Climate Change

Disaster damage: 2021 sixth year with insured loss bill over $100 billion

India witnessed 2 of the world's 10 most financially devastating climate events in 2021

 
By Madhumita Paul
Published: Wednesday 29 December 2021

Natural disasters led to insured losses over $100 billion in 2021 — the sixth such year — a recent report claimed.
 
In fact, 10 climate-related events cost $170.3 billion (conversion), according to the paper by United Kingdom-based non-profit Christian Aid.

India witnessed two these climate events in 2021. Both caused financial losses worth more than $1 billion, apart from the loss of lives.

The loss threshold has been crossed for the fourth time in the last five years, noted Steve Bowen, meteorologist and head of Catastrophe Insight at insurers Aon. 

Extreme weather events in 2021, including a deep winter freeze, floods, severe thunderstorms, heat waves and a major hurricane, resulted in annual insured losses from natural catastrophes estimated at $105 billion, the fourth-highest since 1970, according to Swiss Re Institute's preliminary sigma estimates.

- - -

### Stated problem 1
Return the passage of the article on 2021 disaster losses from "By Madhumita Paul" to "non-profit Christian Aid.", copied word for word.

[Outline listing entries]
- - -

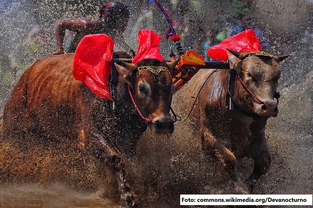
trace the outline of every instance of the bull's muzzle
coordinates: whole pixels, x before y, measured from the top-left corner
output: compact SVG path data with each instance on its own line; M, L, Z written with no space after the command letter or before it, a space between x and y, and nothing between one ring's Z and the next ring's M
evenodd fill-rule
M174 131L174 122L171 117L162 116L155 118L153 121L156 123L151 124L151 131L161 134L172 133Z
M264 101L260 106L260 115L264 117L275 117L278 115L278 104L274 100L268 100Z

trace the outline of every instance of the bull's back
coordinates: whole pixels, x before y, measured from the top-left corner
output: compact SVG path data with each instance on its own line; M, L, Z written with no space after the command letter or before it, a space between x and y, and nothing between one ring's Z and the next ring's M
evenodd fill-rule
M72 75L74 56L45 57L24 72L5 107L5 132L33 129L62 136L73 133L79 124L81 85Z

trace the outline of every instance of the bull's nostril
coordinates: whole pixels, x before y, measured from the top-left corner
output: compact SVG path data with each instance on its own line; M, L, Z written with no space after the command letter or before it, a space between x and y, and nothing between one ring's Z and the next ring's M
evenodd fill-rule
M265 105L262 105L262 107L261 108L264 111L265 111L267 109L267 108L266 108L266 107Z

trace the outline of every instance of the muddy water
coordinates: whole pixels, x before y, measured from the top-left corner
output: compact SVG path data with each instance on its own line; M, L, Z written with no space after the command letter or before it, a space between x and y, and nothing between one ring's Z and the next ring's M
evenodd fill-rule
M96 195L84 194L55 184L46 188L33 185L11 185L0 190L0 207L55 208L119 207L110 200L100 199Z

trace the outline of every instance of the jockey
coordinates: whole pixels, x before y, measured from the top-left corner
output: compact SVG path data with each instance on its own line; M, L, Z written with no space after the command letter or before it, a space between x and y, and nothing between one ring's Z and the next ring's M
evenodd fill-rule
M115 1L101 7L98 20L81 18L59 20L56 22L55 28L57 48L53 55L64 53L63 41L66 29L76 33L68 53L75 52L77 45L84 36L99 33L110 36L115 42L119 49L128 51L131 49L124 40L123 33L126 29L129 18L129 11L127 6Z

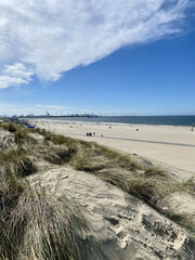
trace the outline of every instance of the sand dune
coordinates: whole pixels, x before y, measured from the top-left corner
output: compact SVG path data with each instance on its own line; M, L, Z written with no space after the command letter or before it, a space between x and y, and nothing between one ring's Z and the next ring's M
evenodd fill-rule
M32 179L53 188L57 184L57 193L74 197L83 207L98 243L84 259L195 258L195 242L181 227L95 176L58 167Z

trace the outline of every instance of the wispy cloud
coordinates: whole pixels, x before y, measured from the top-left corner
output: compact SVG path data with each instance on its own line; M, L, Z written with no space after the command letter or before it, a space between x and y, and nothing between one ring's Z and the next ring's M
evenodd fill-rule
M35 107L41 107L41 108L49 108L49 109L68 109L67 106L58 106L58 105L36 105Z
M8 88L10 86L28 83L31 81L32 75L32 70L25 67L25 65L22 63L4 65L2 76L0 76L0 89Z
M18 105L18 104L9 104L0 101L0 115L46 115L46 113L50 113L52 115L61 115L73 113L73 109L67 106L58 106L58 105Z
M192 0L0 0L0 88L182 31Z

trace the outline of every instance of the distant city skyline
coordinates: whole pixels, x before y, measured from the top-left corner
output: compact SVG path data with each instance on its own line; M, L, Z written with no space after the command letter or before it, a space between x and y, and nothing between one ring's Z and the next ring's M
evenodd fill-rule
M195 115L192 0L0 6L0 115Z

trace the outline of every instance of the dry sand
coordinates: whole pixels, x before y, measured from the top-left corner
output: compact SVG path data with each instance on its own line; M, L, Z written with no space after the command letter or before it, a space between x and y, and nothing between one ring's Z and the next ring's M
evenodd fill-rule
M195 129L172 126L141 126L114 123L82 123L38 121L37 127L72 138L136 154L164 167L174 167L182 178L195 173ZM139 129L139 131L136 131ZM86 136L94 132L93 136ZM103 135L103 136L102 136Z

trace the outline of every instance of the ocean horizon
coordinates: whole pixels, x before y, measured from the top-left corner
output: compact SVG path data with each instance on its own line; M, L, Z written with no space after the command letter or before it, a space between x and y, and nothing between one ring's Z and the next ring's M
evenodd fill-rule
M161 125L161 126L195 126L195 116L98 116L98 117L34 117L57 121Z

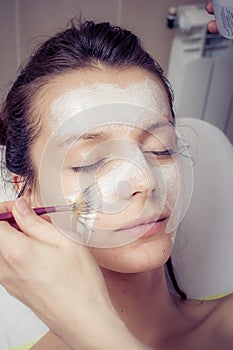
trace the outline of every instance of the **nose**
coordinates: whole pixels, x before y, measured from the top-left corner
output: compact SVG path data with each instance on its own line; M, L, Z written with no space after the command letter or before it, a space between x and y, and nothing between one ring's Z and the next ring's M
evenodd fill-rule
M139 158L139 157L138 157ZM158 189L158 169L151 168L141 155L137 161L125 160L122 164L121 175L117 180L117 192L119 198L129 200L132 197L149 198ZM125 171L123 170L125 169Z

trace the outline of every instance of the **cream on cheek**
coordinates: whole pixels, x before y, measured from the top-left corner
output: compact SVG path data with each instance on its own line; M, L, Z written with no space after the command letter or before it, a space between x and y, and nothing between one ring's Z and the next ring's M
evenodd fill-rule
M111 104L114 104L114 106ZM90 118L80 117L79 113L83 111L89 113L93 107L98 106L106 107L106 109L101 109L101 112L103 111L104 113L90 113L90 115L88 114ZM132 106L133 108L131 108ZM144 114L142 114L142 110ZM99 111L97 110L97 112ZM121 124L121 131L128 137L135 126L143 128L145 121L153 123L162 118L167 121L169 115L170 108L165 92L159 84L150 79L129 84L125 88L120 88L115 84L93 84L91 86L73 88L58 97L51 105L49 127L52 130L51 138L55 135L55 141L51 142L52 153L48 159L55 157L54 151L56 150L59 136L63 134L69 136L70 131L73 133L77 131L77 134L82 134L95 130L99 126L101 128L102 124L108 124L111 125L111 132L114 134L119 132L118 128L119 124ZM63 151L62 154L65 156L66 151ZM109 161L109 164L102 168L103 171L97 172L97 176L93 181L96 183L97 191L95 195L98 197L96 201L98 210L92 210L82 219L84 223L82 227L88 228L88 230L83 230L86 244L91 240L91 234L95 230L96 225L98 226L98 216L104 216L106 213L116 213L119 218L119 226L130 220L130 217L125 217L124 210L129 207L130 199L134 193L145 191L148 194L145 210L143 213L138 214L139 217L142 215L144 217L150 216L155 210L154 208L157 208L157 212L161 213L164 205L170 203L168 198L170 194L168 192L171 192L172 183L175 181L175 179L172 180L171 169L169 172L167 167L165 173L163 173L163 169L158 163L156 166L149 165L136 143L133 146L127 144L123 153L120 151L114 154L113 152L112 159ZM63 160L61 156L61 168ZM56 161L55 167L57 169L58 166L59 161ZM85 176L83 176L84 178ZM84 183L82 185L84 188ZM72 186L68 187L69 191L65 193L64 197L69 202L75 202L80 188L77 188L75 184L73 188ZM95 207L95 205L95 203L91 204L92 207ZM72 230L81 232L80 225L77 227L77 220L72 218L71 221ZM124 244L128 242L124 241ZM108 246L108 243L106 245Z

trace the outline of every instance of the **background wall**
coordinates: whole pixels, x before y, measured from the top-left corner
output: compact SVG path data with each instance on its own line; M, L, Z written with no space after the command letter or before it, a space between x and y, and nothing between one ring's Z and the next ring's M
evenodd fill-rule
M169 6L201 0L0 0L0 100L17 68L32 49L70 18L109 21L133 30L144 47L167 69L175 30L166 28Z

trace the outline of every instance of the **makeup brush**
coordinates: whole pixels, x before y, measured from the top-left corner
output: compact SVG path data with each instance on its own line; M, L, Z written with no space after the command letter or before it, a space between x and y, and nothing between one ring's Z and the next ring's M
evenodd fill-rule
M72 204L39 207L39 208L33 208L33 210L37 215L72 211L77 217L85 217L87 214L89 214L91 211L94 210L94 208L89 205L91 198L89 199L87 198L87 197L90 197L92 186L93 185L87 187L83 191L81 196L78 197L75 200L75 202ZM12 212L0 213L0 221L15 223L15 219Z

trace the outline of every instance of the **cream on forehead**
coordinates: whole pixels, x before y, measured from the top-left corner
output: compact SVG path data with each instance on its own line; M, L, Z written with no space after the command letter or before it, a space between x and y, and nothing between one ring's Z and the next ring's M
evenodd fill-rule
M73 88L54 100L51 104L50 126L58 127L64 120L81 111L110 103L133 104L164 117L169 115L165 92L153 80L145 79L124 88L116 84L95 83Z

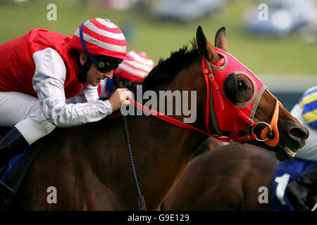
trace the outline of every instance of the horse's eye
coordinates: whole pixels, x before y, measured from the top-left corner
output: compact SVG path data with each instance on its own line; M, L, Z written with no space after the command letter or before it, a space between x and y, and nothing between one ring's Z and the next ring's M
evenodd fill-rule
M244 103L253 96L254 86L251 79L243 74L237 75L237 102Z
M242 79L238 79L237 82L237 87L238 91L243 91L247 89L247 86L244 82Z

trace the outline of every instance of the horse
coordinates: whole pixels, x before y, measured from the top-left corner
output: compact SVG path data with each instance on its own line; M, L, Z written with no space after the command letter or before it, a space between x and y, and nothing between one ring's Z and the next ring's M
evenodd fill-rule
M290 176L285 174L290 175L289 182L300 175L305 168L300 165L306 169L316 165L301 160L281 162L272 152L248 144L210 148L189 162L161 210L296 210L291 196L278 194L278 185L287 184L285 178ZM283 200L279 200L279 195ZM312 207L313 193L309 196Z
M261 203L260 187L272 194L274 170L280 161L261 147L226 145L189 162L161 206L163 211L271 211Z
M193 149L206 139L206 134L217 134L213 122L208 120L206 86L209 82L205 79L203 63L215 64L221 56L206 38L200 26L196 40L192 42L191 49L184 46L173 52L170 58L160 60L142 82L142 88L143 91L151 90L158 94L162 91L196 91L194 100L197 118L189 124L201 131L208 130L205 128L208 126L209 132L179 127L145 114L126 117L139 189L148 210L159 210L192 158ZM227 37L222 28L216 34L215 46L225 51L226 43ZM250 93L249 89L244 88L247 80L239 77L237 79L235 86L240 86L237 91L226 90L230 98L236 94L237 99L243 103L246 95L249 98L253 91ZM230 84L235 84L232 82L234 79L230 79ZM223 104L229 102L223 92L219 94ZM290 153L296 153L304 146L308 132L267 89L256 104L256 110L252 112L254 121L246 118L245 126L247 124L250 128L255 127L252 136L260 137L266 125L259 122L270 124L278 105L278 144L270 146L254 139L244 141L273 150L278 157L290 158ZM173 102L172 105L175 103ZM133 106L130 104L130 107ZM223 105L213 106L223 108ZM182 112L181 115L172 115L170 117L184 121L187 116ZM236 121L238 120L227 120L231 124ZM250 121L257 122L258 126ZM231 138L226 140L235 140L235 137ZM121 120L110 120L106 117L76 127L56 128L43 141L10 207L19 210L137 210L137 187L124 139ZM52 190L55 190L55 202L48 201Z

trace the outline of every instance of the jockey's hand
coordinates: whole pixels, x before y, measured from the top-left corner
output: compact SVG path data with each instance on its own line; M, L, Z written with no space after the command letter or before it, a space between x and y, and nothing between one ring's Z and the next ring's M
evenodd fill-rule
M128 89L117 89L113 92L111 97L109 98L110 103L111 104L112 111L118 110L121 105L129 105L129 98L132 98L131 91L128 91Z

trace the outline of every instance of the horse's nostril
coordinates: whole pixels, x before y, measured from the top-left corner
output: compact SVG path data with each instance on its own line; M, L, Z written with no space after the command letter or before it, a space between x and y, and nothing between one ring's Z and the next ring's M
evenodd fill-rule
M308 132L301 128L292 128L290 130L290 134L298 139L306 139L308 137Z

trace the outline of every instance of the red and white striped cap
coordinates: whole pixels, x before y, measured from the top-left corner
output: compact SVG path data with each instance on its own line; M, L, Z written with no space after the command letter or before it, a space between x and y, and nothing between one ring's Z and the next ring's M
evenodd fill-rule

- - -

### Stated problem 2
Output the listing, from the line with "trace the outline of every instance of the **cream on cheek**" to the line with "M111 104L114 104L114", both included, as a two-column CSV with columns instruction and path_data. Use one row for each request. Put the request text and its answer each in one quoted field, with line breaks replaced by spaces.

### Complete output 1
By Madhumita Paul
Published: Wednesday 29 December 2021

Natural disasters led to insured losses over $100 billion in 2021 — the sixth such year — a recent report claimed.
 
In fact, 10 climate-related events cost $170.3 billion (conversion), according to the paper by United Kingdom-based non-profit Christian Aid.

### Complete output 2
instruction,path_data
"trace the outline of every instance of the **cream on cheek** coordinates: whole pixels, x before y, measured from the top-left corner output: compact SVG path data with each instance on its own line; M, L, Z written with no space after the command letter or before it, a space between x and y, and nothing between one ring's Z and the next ring's M evenodd fill-rule","M111 104L114 104L114 106ZM90 118L80 117L79 113L83 111L89 113L93 107L98 106L106 107L106 109L101 109L101 112L103 111L104 113L90 113L90 115L88 114ZM132 106L133 108L131 108ZM144 114L142 114L142 110ZM99 111L97 110L97 112ZM121 124L121 131L128 137L135 126L143 128L145 121L153 123L162 118L167 121L169 115L170 108L165 92L159 84L150 79L129 84L125 88L120 88L115 84L93 84L91 86L73 88L58 97L51 105L49 127L52 130L51 138L55 135L55 141L51 142L52 153L48 159L55 157L54 151L56 150L59 136L63 134L69 136L70 131L73 133L77 131L77 134L82 134L95 130L99 126L101 128L102 124L108 124L111 125L111 132L114 134L119 132L118 128L119 124ZM63 151L62 154L65 156L66 151ZM109 161L109 164L102 168L103 171L97 172L97 176L93 181L96 183L97 191L95 195L98 197L96 201L98 210L92 210L82 219L84 223L82 227L88 228L88 230L83 230L86 244L91 240L91 234L95 230L96 225L98 226L98 216L104 216L106 213L116 213L119 218L119 226L130 220L130 217L125 217L124 210L129 207L130 199L134 193L145 191L148 194L145 210L143 213L138 214L139 217L142 215L144 217L150 216L155 210L154 208L157 208L157 212L161 213L164 205L170 203L168 198L170 194L168 192L171 192L172 183L175 181L175 179L172 180L171 169L169 172L167 167L165 173L163 173L163 169L158 163L156 166L149 165L136 143L133 146L127 144L123 153L120 151L114 154L113 152L112 159ZM63 160L61 156L61 168ZM56 161L55 167L57 169L58 166L59 161ZM85 176L83 176L84 178ZM84 183L82 185L84 188ZM72 186L68 187L69 191L65 193L64 197L69 202L75 202L80 188L77 188L75 184L73 188ZM95 207L95 205L95 203L91 204L92 207ZM72 230L81 232L80 225L77 227L77 220L72 218L71 221ZM124 244L128 242L124 241ZM108 246L108 243L106 245Z"